# Vorliegender Forenbeitrag
==================================================
# [erledigt]Probleme mit Funkmaus

## Christoph Schnauß

hallo,

ich habe mir eine kleine Funkmaus gekauft (als ich Gentoo installiert habe, wars eine normale USB-Maus), und die wird auf einmal nicht erkannt und mag nichts tun. Wenn ich meine alte normale USB-Maus wieder anstöpsle, geht es wieder.

Was ist zu tun, wenn ich dieses neue niedliche Mäuschen benutzen möchte?

Es gibt einen etwas komplexeren Hintergrund: ich benutze für drei Rechner einen Switch, so daß alle Rechner dieselbe Maus, Tastatur und Monitor verwenden. Umschalten kann ich per Knopfdruck. Auf einem anderen Rechner funktioniert die Funkmaus unter Windows7 problemlos (also liegts nicht an der Maus), auf einem dritten Rechner, den ich zur Kontrolle eingeschaltet habe, tut es die Funkmaus sowohl mit WindowsXP wie auch mit Kubuntu, aber nicht auf einer vier Jahre alten Gentoo-Installation.
==================================================
# Vorliegende Einträge
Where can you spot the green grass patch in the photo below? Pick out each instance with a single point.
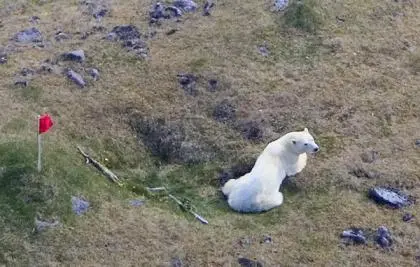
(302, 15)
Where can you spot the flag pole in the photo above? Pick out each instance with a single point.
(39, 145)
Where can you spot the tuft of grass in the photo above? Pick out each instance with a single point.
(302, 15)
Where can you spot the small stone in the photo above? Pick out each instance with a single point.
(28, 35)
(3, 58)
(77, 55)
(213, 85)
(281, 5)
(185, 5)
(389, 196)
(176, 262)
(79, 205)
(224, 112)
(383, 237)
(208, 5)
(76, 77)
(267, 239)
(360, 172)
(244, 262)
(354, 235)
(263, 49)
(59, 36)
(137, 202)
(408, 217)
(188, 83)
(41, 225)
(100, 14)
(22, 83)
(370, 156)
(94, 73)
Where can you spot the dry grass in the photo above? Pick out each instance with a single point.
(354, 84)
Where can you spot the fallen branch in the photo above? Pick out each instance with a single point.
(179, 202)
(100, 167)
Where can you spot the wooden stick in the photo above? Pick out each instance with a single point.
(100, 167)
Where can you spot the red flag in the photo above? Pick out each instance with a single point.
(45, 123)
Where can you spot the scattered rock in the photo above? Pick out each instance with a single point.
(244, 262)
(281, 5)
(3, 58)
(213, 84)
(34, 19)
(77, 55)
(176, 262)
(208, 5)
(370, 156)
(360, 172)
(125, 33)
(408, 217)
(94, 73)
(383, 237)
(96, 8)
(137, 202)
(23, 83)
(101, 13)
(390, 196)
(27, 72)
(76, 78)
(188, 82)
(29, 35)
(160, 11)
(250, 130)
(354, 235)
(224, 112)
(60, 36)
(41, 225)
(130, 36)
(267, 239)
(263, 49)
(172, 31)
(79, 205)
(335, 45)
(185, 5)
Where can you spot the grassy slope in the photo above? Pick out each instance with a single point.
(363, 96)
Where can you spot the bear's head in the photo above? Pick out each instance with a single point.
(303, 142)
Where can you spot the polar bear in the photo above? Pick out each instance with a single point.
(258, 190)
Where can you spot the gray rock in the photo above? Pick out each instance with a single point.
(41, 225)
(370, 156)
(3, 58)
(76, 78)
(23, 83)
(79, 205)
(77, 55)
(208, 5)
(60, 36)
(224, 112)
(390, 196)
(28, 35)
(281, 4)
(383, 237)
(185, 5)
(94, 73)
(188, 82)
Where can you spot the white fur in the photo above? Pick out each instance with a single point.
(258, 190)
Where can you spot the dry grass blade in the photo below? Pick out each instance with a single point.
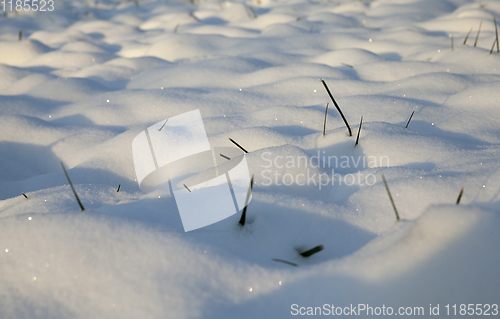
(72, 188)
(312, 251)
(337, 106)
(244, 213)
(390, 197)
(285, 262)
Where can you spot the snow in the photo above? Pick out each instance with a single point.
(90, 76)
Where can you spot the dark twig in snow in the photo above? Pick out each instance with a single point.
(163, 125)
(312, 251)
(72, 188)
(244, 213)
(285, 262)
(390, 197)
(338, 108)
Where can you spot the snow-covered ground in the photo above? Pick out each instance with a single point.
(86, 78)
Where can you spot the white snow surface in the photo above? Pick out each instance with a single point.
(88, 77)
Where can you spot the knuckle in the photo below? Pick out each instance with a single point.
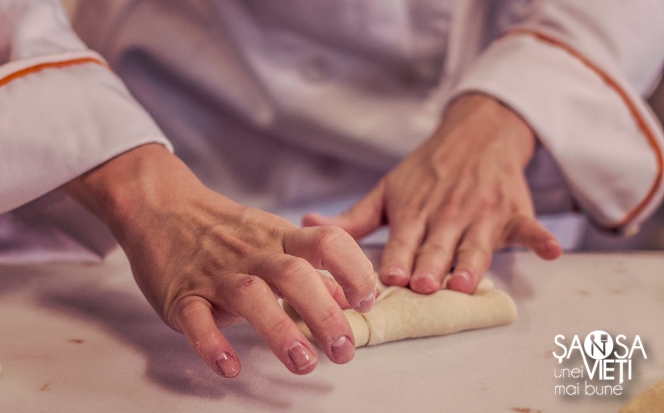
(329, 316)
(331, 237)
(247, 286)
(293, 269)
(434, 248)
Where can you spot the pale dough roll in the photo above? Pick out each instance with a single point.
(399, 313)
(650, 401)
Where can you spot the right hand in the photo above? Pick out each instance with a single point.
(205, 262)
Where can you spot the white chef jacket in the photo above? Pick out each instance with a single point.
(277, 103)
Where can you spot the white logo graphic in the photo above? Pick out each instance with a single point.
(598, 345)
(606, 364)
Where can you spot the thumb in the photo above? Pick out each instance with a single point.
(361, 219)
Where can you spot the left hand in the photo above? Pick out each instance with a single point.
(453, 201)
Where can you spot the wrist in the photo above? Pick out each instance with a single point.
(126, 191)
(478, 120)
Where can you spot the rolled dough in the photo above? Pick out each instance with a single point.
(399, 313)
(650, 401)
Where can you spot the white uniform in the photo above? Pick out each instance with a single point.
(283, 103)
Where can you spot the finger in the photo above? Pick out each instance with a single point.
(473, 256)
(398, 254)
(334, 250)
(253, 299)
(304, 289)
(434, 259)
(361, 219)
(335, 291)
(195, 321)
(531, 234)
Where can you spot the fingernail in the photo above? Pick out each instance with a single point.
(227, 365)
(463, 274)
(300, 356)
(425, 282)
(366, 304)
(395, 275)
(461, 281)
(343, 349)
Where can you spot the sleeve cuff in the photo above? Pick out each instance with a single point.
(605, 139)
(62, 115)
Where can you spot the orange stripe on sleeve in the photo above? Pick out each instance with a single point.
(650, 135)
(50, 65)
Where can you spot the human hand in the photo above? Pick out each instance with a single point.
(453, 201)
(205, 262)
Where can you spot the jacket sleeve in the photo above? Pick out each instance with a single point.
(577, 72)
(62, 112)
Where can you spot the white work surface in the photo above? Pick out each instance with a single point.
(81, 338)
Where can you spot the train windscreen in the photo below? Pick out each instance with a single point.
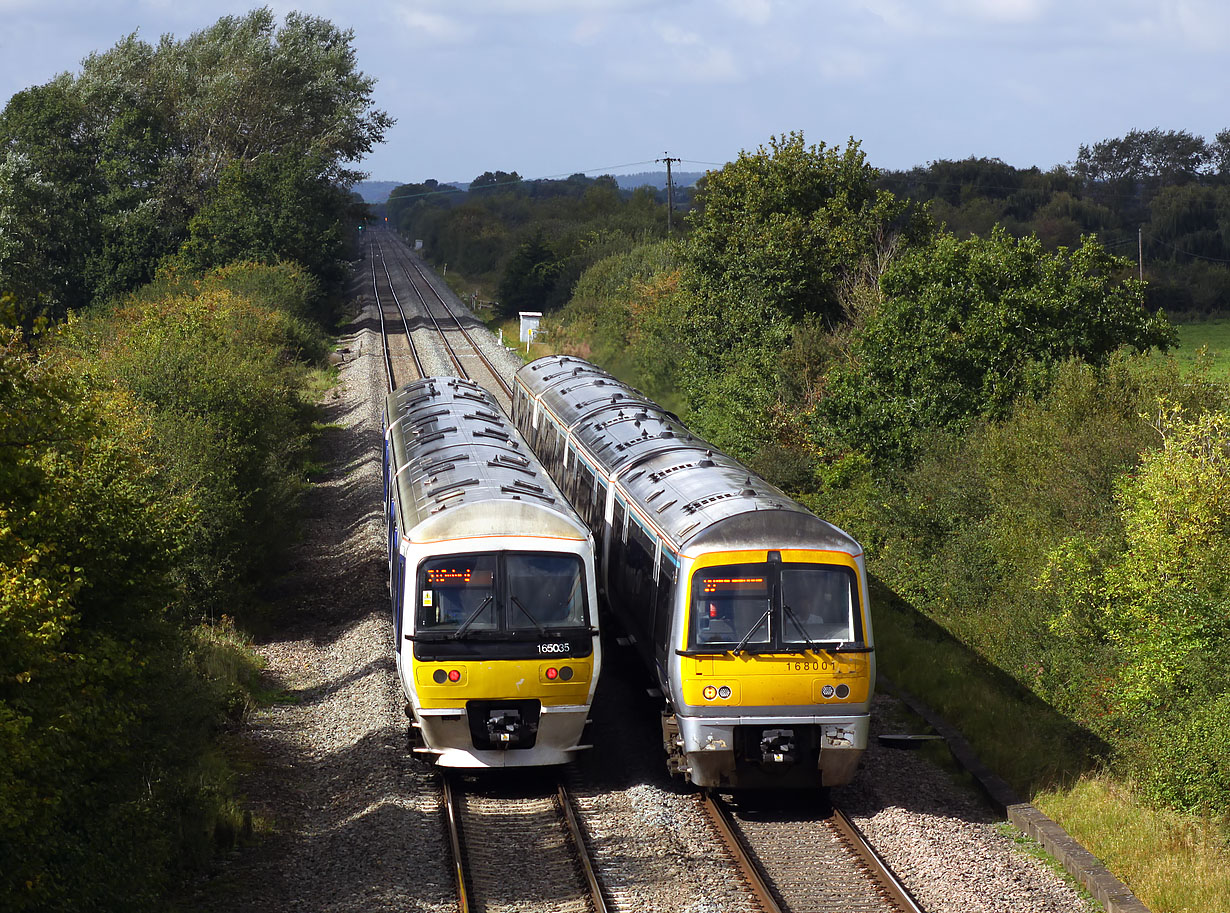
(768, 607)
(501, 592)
==================================================
# Aufgaben und Übungen
(a) Schreiben Sie den Forenbeitrag über die Funkmaus vollständig und unverändert nieder.
(b) Schreiben Sie die Einträge neu, beginnend bei der Zeile mit „Where can you spot the orange“ und endend mit dem letzten Eintrag. Ersetzen Sie darin „sleeve“ durch „arm“, lassen Sie alles andere unverändert und die Bilder weg.
Forenbeitrag und Einträge stehen in keinem Zusammenhang miteinander.

# Die Antworten
(a)
# [erledigt]Probleme mit Funkmaus

## Christoph Schnauß

hallo,

ich habe mir eine kleine Funkmaus gekauft (als ich Gentoo installiert habe, wars eine normale USB-Maus), und die wird auf einmal nicht erkannt und mag nichts tun. Wenn ich meine alte normale USB-Maus wieder anstöpsle, geht es wieder.

Was ist zu tun, wenn ich dieses neue niedliche Mäuschen benutzen möchte?

Es gibt einen etwas komplexeren Hintergrund: ich benutze für drei Rechner einen Switch, so daß alle Rechner dieselbe Maus, Tastatur und Monitor verwenden. Umschalten kann ich per Knopfdruck. Auf einem anderen Rechner funktioniert die Funkmaus unter Windows7 problemlos (also liegts nicht an der Maus), auf einem dritten Rechner, den ich zur Kontrolle eingeschaltet habe, tut es die Funkmaus sowohl mit WindowsXP wie auch mit Kubuntu, aber nicht auf einer vier Jahre alten Gentoo-Installation.

(b)
Where can you spot the orange stripe on arm in the photo above? Pick out each instance with a single point.
(650, 135)
(50, 65)
Where can you spot the human hand in the photo above? Pick out each instance with a single point.
(453, 201)
(205, 262)
Where can you spot the jacket arm in the photo above? Pick out each instance with a single point.
(577, 72)
(62, 112)
Where can you spot the white work surface in the photo above? Pick out each instance with a single point.
(81, 338)
Where can you spot the train windscreen in the photo below? Pick out each instance with a single point.
(768, 607)
(501, 592)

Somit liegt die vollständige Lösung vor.